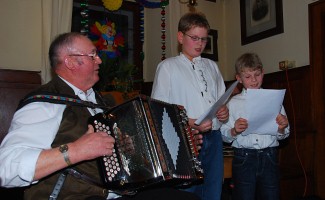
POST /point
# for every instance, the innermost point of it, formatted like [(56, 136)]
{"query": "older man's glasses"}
[(92, 55), (196, 39)]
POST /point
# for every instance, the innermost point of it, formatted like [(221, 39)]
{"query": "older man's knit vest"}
[(73, 126)]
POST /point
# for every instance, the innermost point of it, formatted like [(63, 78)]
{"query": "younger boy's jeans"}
[(256, 174), (211, 156)]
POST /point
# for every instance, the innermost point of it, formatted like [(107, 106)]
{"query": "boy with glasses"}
[(196, 83)]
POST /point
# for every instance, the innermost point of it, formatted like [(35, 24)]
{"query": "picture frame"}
[(124, 23), (260, 19), (211, 48)]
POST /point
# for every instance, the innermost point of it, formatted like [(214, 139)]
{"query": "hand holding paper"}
[(210, 114)]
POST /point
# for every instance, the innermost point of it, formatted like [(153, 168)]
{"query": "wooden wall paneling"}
[(296, 152), (317, 63)]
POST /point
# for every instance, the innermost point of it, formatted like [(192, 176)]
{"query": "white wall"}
[(293, 44), (20, 35)]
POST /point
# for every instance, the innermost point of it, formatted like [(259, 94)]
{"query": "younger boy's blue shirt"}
[(236, 107)]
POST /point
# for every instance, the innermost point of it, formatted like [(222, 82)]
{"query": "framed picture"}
[(260, 19), (116, 35), (211, 48)]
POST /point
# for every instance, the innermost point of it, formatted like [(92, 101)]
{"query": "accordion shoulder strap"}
[(60, 99)]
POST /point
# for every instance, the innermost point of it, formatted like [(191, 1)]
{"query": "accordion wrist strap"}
[(74, 173)]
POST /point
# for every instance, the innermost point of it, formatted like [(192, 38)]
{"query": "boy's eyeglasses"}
[(195, 38), (92, 55)]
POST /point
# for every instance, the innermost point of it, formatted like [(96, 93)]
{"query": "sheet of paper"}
[(262, 107), (211, 113)]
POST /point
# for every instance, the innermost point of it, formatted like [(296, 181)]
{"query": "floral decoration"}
[(115, 73), (112, 5), (106, 39)]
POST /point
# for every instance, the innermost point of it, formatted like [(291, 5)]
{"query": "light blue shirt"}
[(236, 107)]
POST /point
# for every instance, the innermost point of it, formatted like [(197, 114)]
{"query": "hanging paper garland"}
[(162, 4), (84, 17), (163, 31), (142, 31), (112, 5), (148, 4)]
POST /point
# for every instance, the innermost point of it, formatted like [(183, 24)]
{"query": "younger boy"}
[(255, 164)]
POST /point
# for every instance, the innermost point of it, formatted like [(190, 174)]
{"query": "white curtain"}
[(56, 19)]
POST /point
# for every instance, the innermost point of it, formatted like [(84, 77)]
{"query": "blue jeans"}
[(211, 156), (256, 174)]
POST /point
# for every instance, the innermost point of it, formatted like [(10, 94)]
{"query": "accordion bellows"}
[(154, 145)]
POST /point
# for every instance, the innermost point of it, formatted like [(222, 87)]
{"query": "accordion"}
[(153, 145)]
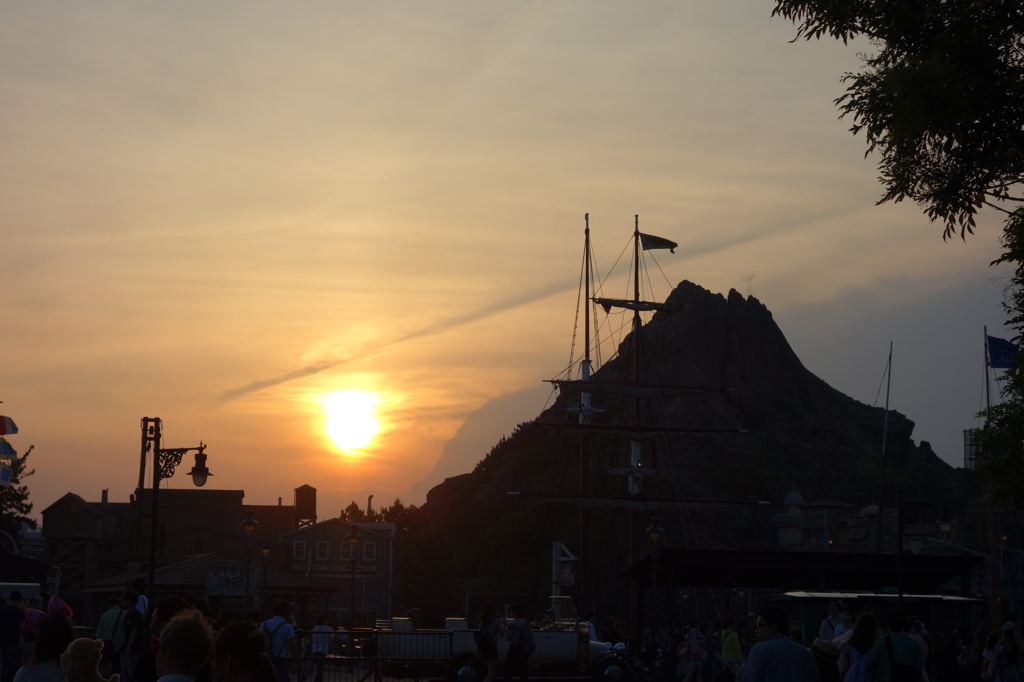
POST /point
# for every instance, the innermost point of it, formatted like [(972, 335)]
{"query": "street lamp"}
[(265, 549), (249, 525), (654, 533), (353, 544), (165, 460)]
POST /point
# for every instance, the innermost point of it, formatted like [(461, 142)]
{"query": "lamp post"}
[(265, 548), (165, 460), (249, 525), (654, 533), (353, 543)]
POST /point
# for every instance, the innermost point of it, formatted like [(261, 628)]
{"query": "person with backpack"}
[(281, 639), (731, 655), (895, 657), (521, 644)]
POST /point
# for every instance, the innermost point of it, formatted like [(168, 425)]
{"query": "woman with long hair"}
[(851, 666), (240, 654)]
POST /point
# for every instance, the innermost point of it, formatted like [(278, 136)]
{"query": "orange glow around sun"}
[(351, 418)]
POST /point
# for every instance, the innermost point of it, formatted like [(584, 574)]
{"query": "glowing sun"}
[(351, 418)]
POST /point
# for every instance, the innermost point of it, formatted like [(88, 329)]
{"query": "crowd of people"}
[(175, 640), (172, 640), (847, 648)]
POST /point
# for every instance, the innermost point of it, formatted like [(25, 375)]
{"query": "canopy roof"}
[(814, 571)]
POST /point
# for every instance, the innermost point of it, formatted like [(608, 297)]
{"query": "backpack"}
[(268, 638), (521, 637)]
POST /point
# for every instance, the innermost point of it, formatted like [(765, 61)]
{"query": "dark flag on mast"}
[(1000, 352), (649, 242)]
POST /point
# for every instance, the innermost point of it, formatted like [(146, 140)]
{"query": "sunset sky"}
[(219, 213)]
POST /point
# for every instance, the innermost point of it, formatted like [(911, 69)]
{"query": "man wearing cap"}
[(776, 657)]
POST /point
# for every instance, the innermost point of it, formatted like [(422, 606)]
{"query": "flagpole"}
[(993, 568), (885, 437)]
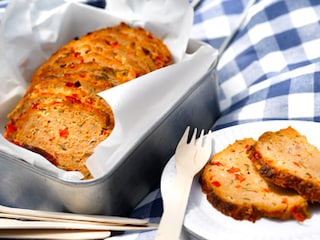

+--

**Objective**.
Reproduce all of the data above line for line without any changes, and omit the pictures.

**Complete answer**.
POST /point
# for every instance, the innermost point of it, formatted like [(56, 136)]
{"query": "older man's glasses"}
[(92, 55), (196, 39)]
POST /point
# for every instance, the innermost point of it, formatted like [(221, 39)]
{"query": "older man's knit vest"}
[(73, 126)]
POST /point
# for every instance, the innermost point of it, formatted like [(63, 78)]
{"query": "younger boy's jeans"}
[(256, 174), (211, 156)]
POST /point
# for every instance, the innermost point of it, formatted like [(107, 106)]
{"query": "boy with glasses"}
[(196, 83)]
POST /point
# for every instance, the innermost point of it, formatted like [(35, 24)]
{"query": "picture frame"}
[(124, 23), (260, 19), (211, 48)]
POST /point
# for every instance, the innermost point of it, formatted like [(214, 139)]
{"query": "hand holding paper"}
[(210, 114)]
POST /point
# for every instance, the innermost point of it, formatted like [(153, 168)]
{"query": "wooden wall paneling"}
[(296, 152), (317, 63)]
POST /point
# for every instance, the innermost point of it, formatted like [(192, 176)]
{"query": "white wall"}
[(293, 44), (20, 35)]
POST /point
# for every instance, the innermost point of it, formatted like [(259, 94)]
{"query": "younger boy's blue shirt"}
[(236, 107)]
POST /point
# for every instance, the innermost point of it, formatted like [(222, 82)]
{"query": "framed picture"}
[(260, 19), (116, 35), (211, 48)]
POST /point
# for every instance, the innermost point of it, formatted like [(92, 101)]
{"query": "accordion shoulder strap"}
[(60, 99)]
POST /point
# for every instance, the innermost point of it, formatted like [(191, 1)]
{"query": "accordion wrist strap"}
[(74, 173)]
POST /point
# for every instance, the innermost point of it, formatted like [(192, 38)]
{"query": "boy's eyeglasses"}
[(195, 38), (92, 55)]
POST /point
# for every instance, the innermost point of it, formatted like [(96, 93)]
{"query": "sheet of paper"}
[(262, 107), (211, 113)]
POST /point
# for every instance, the innermost point of it, formatted like [(296, 181)]
{"query": "floral decoration"}
[(115, 73), (112, 5), (106, 39)]
POST /point
# for every instance, the innermost point of it, formatted like [(291, 5)]
{"query": "light blue shirt"}
[(236, 107)]
POST /point
# for every instance, the innermost point of it, formatted like [(197, 114)]
{"query": "hanging paper garland"}
[(162, 4), (84, 17), (163, 31), (142, 31), (112, 5), (148, 4)]
POST /point
# for every instance, the innermost point of it, formatted like [(183, 24)]
{"query": "younger boy"}
[(255, 164)]
POST /point
# for every instance, the innermost point of it, formatted like [(190, 174)]
{"query": "white curtain"}
[(56, 19)]
POST /point
# for every instance, the innermost point of it, formatted like [(84, 77)]
{"query": "blue jeans"}
[(211, 156), (256, 174)]
POST /point
# for every instance, the innermost point of it, formatted like [(10, 94)]
{"query": "accordion bellows"}
[(154, 145)]
POST /point
# for every instance, the innermost point of it, formatted like [(222, 87)]
{"query": "accordion"}
[(153, 145)]
POST /point
# for every instance, the innermost point of it, formatted like [(972, 335)]
{"query": "street lamp"}
[(265, 549), (249, 525), (654, 533), (353, 544), (165, 460)]
POST /point
# for every instance, the innermost point of it, formatted like [(461, 142)]
{"query": "lamp post"}
[(265, 548), (165, 460), (249, 525), (654, 533), (353, 543)]
POST /point
# for every instance, the innermost point of it, formatted like [(261, 628)]
{"query": "person with backpack"}
[(281, 639), (731, 655), (895, 657), (521, 644)]
POST /point
# for every instance, the innermost point of it, formatted like [(168, 425)]
{"query": "woman with long hair"}
[(851, 666), (240, 654)]
POST /point
# for every instance, the innermost point of it, formatted like [(278, 136)]
{"query": "orange glow around sun"}
[(351, 418)]
POST /point
# for every instance, the innermost point of it, formatted like [(584, 574)]
{"query": "glowing sun"}
[(351, 418)]
POST /point
# for every instance, the innermost point of it, formatted like [(88, 329)]
{"query": "crowd of people"}
[(175, 640), (172, 640), (847, 648)]
POST /point
# for every instance, the innermost point of it, formatted like [(25, 375)]
{"query": "canopy roof"}
[(814, 571)]
POST /point
# for every instance, the innermost point of it, formatted like [(608, 297)]
{"query": "backpack"}
[(268, 638), (521, 637)]
POST /point
# for every instance, the innermost point of it, formatted like [(765, 61)]
{"query": "dark flag on mast"}
[(1000, 352), (649, 242)]
POST /point
# for every instance, the innermost point of it, formatted like [(146, 140)]
{"query": "sunset sky"}
[(219, 213)]
POST /point
# for every instance, the innermost point of it, formatted like [(911, 69)]
{"query": "man wearing cap"}
[(776, 657)]
POST /point
# for every instance, the innermost point of it, formatted like [(422, 606)]
{"query": "flagpole"}
[(993, 568), (885, 437)]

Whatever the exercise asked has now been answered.